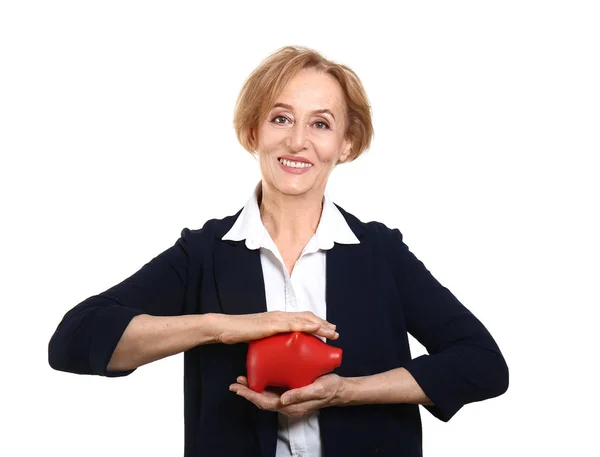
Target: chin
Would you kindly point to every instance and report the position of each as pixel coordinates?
(293, 188)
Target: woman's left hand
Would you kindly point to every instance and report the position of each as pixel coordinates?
(325, 391)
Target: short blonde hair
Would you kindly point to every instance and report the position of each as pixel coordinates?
(266, 82)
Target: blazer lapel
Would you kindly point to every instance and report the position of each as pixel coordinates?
(348, 293)
(241, 290)
(239, 278)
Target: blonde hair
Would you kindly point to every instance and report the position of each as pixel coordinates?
(266, 82)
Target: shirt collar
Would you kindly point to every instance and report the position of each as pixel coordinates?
(332, 227)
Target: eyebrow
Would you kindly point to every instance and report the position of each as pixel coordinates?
(291, 108)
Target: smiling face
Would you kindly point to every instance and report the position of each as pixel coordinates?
(302, 138)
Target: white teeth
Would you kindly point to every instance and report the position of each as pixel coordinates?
(289, 163)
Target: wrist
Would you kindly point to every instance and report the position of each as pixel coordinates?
(211, 327)
(347, 392)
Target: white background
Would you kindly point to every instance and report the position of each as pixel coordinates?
(116, 132)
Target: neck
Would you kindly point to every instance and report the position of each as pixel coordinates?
(290, 217)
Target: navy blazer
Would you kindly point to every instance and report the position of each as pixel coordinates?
(377, 292)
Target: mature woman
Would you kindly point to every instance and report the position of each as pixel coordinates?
(291, 260)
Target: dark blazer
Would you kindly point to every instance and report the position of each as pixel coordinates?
(377, 293)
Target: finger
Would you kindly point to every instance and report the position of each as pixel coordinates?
(265, 400)
(300, 395)
(302, 409)
(320, 327)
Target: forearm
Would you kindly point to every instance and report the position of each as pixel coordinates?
(150, 338)
(394, 386)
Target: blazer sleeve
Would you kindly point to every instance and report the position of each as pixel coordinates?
(464, 363)
(86, 337)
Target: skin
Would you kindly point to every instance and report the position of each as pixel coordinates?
(290, 210)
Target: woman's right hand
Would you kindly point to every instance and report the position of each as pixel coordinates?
(238, 328)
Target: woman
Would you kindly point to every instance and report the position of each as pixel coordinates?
(291, 260)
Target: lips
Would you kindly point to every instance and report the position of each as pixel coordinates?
(295, 159)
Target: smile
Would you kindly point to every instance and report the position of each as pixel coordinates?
(292, 164)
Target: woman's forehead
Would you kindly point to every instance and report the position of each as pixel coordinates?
(313, 91)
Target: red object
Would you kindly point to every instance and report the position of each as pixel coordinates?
(289, 360)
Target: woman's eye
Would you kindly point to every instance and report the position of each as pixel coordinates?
(279, 120)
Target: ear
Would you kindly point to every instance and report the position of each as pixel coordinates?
(347, 150)
(252, 138)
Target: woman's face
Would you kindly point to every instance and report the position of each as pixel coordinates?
(302, 138)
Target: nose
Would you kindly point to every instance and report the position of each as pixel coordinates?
(297, 137)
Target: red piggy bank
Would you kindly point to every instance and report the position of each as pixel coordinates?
(289, 360)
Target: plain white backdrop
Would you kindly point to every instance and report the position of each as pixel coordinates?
(116, 133)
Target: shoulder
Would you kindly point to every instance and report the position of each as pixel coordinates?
(373, 230)
(212, 230)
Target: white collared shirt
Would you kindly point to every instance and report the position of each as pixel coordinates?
(304, 290)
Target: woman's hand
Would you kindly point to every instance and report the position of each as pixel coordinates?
(325, 391)
(231, 329)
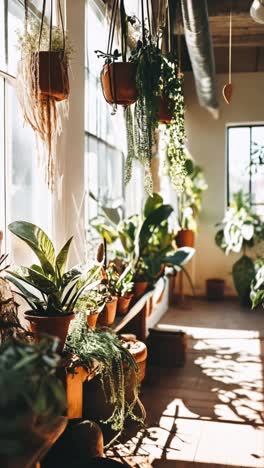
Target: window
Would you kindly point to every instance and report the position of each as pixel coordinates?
(245, 149)
(23, 192)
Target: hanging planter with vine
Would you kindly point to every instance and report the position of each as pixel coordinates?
(160, 100)
(118, 79)
(43, 82)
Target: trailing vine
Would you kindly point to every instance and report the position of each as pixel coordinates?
(114, 364)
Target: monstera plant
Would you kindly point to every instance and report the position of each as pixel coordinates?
(240, 229)
(50, 291)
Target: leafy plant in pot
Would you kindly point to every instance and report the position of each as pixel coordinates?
(118, 79)
(33, 399)
(241, 229)
(43, 82)
(190, 203)
(114, 364)
(49, 290)
(122, 285)
(257, 285)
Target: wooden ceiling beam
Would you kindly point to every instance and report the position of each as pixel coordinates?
(246, 40)
(222, 7)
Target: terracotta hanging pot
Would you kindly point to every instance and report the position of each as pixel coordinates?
(140, 288)
(119, 83)
(107, 316)
(123, 304)
(92, 320)
(56, 325)
(164, 113)
(185, 238)
(51, 73)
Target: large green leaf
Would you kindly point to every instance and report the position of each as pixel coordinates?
(62, 257)
(243, 274)
(180, 257)
(38, 241)
(34, 279)
(155, 218)
(152, 203)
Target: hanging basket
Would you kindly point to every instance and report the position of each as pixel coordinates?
(119, 83)
(51, 73)
(164, 113)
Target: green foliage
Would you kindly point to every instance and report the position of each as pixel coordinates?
(190, 200)
(54, 290)
(31, 394)
(241, 227)
(243, 274)
(257, 285)
(28, 41)
(104, 348)
(120, 284)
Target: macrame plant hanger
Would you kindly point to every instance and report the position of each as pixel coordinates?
(228, 88)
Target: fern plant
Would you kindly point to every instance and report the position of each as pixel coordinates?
(112, 360)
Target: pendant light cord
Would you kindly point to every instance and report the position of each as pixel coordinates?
(230, 43)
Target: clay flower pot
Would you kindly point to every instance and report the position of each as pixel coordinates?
(119, 83)
(140, 288)
(123, 304)
(51, 73)
(107, 316)
(164, 112)
(92, 320)
(55, 325)
(185, 238)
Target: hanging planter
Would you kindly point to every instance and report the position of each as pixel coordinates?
(119, 83)
(43, 84)
(118, 79)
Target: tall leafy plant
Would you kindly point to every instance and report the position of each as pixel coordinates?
(47, 287)
(241, 229)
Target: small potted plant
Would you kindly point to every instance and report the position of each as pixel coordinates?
(92, 303)
(257, 285)
(33, 400)
(122, 285)
(118, 78)
(240, 229)
(49, 290)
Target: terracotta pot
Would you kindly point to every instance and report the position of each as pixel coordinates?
(107, 316)
(140, 288)
(119, 83)
(139, 351)
(92, 320)
(123, 304)
(185, 238)
(52, 74)
(55, 325)
(164, 112)
(215, 288)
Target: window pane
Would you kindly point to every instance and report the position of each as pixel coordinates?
(238, 159)
(27, 193)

▶ [YOUR GOAL] A line counts if it holds the word "blonde". How many lines of the entries count? Give the number only.

▶ [OUTPUT OF THE EXERCISE] 2